WORK TO BE COMPLETED:
Would you output the whole listing below, exactly as it reads?

STORED ROWS:
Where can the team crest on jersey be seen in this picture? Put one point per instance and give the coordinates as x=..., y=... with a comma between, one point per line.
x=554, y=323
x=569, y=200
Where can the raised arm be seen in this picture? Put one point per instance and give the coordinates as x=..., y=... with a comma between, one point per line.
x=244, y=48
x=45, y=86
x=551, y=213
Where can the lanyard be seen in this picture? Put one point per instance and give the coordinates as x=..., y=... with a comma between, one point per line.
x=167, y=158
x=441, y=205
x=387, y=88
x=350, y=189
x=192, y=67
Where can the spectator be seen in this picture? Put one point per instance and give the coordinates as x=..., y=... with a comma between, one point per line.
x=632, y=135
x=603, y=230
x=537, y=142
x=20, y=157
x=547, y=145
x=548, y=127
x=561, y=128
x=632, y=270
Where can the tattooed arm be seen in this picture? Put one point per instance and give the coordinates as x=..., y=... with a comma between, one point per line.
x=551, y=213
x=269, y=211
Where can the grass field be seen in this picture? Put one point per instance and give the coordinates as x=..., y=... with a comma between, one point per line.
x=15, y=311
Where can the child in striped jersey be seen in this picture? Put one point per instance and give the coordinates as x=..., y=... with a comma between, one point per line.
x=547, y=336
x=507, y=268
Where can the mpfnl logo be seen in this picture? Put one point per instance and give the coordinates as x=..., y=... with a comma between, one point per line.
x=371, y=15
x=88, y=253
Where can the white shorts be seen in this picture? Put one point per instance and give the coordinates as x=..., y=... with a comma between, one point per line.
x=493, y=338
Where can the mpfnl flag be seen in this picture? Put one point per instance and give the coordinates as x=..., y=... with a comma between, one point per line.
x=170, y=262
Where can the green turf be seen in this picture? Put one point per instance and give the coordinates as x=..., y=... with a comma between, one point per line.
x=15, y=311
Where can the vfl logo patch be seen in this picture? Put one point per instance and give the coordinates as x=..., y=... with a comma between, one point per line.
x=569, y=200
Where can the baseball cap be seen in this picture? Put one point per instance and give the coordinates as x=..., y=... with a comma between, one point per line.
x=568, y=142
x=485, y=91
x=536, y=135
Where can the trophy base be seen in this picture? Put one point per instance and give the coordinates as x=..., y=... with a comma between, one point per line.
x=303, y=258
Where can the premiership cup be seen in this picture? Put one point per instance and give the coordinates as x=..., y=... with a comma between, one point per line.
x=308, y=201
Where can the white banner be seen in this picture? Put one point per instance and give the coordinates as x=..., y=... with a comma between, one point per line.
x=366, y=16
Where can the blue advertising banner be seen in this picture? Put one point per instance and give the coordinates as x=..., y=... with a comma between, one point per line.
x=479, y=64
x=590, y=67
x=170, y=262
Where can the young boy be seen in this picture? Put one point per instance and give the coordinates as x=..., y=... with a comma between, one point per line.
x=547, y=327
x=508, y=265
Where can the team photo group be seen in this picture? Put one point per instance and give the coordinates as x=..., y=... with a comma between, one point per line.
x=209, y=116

ANSWER FOR THIS EXERCISE:
Where can the team crest on jersey be seen in this picture? Put one point per instance and give the coordinates as x=..., y=... with a comma between, one point per line.
x=554, y=323
x=569, y=200
Where can the raised arm be seen in this picture? Put one point per instance and give the coordinates as x=..., y=... with a comma between, one point per line.
x=244, y=48
x=45, y=86
x=551, y=213
Where can the lanyard be seen in this picture? Put one point per instance and give the coordinates as x=..., y=... with a comma between, one point per line.
x=167, y=158
x=441, y=205
x=387, y=88
x=350, y=189
x=192, y=67
Where can the spectator be seen in this picture? Put one point per instance and give the coordinates as x=..., y=... with a comma between, one point per line.
x=632, y=135
x=603, y=230
x=537, y=142
x=20, y=157
x=547, y=145
x=548, y=127
x=561, y=128
x=632, y=270
Where can the tattooed arm be seen in this picture? Put one point per instance and give the coordinates as x=..., y=... with a comma between, one point per line.
x=551, y=213
x=269, y=211
Where can the grass field be seen in this picture? Put one point per instance and give the coordinates as x=..., y=... with a comma between, one point per line.
x=15, y=311
Where can the child in striped jersey be seen in this picture? Put one point per instance and give the coordinates as x=..., y=... with a comma between, one point per line.
x=547, y=336
x=507, y=268
Where can the mpfnl logo be seen in this picture? Put one point per instance and give the coordinates as x=..., y=... with a comma between, one point per line.
x=371, y=15
x=88, y=253
Where can the white shorts be seen in this picture? Put one point per instance and give the coordinates as x=..., y=... with a comma between, one point per line.
x=493, y=338
Where can the mpfnl flag be seen in this picture? Put one point per instance and give the coordinates as x=..., y=... with a comma between, one point per line.
x=170, y=262
Where can the green turf be seen in this picture? Put one point per instance and give the coordinates as x=..., y=... with a comma between, one point per line.
x=15, y=311
Where can the vfl logo patch be seen in this picture? Put one point per instance and give the coordinates as x=..., y=... with a comma between, one point per line.
x=569, y=200
Where can the baseball cap be seen in this picture? Put one point per instance and give the coordinates as x=..., y=... with a comma between, one point per line.
x=568, y=142
x=485, y=91
x=536, y=135
Where can the trophy base be seen in this picture? Put one point per instance and give the coordinates as x=..., y=... with a comma between, one point per line.
x=303, y=258
Where can the premiership cup be seen in this picture? Put one point per instance and give the coordinates as x=..., y=... with a comma between, one point per line.
x=308, y=201
Where can the white banner be seen in this picture? Put one point per instance and give the coordinates as x=..., y=... with a comma between, one point per line.
x=366, y=16
Where can the blue advertising banner be seen in this picture? Put one point per instance and give the coordinates as x=..., y=... with a comma between, one point per line.
x=479, y=64
x=590, y=67
x=170, y=262
Where can the young boy be seen in this picture? Put one point per instance and give the coordinates as x=..., y=... with a comma between, one point per line.
x=547, y=327
x=508, y=265
Where can the team photo group be seen in this picture? Put one point per instance and give the coordinates as x=..., y=... with a comma between, one point per line.
x=209, y=116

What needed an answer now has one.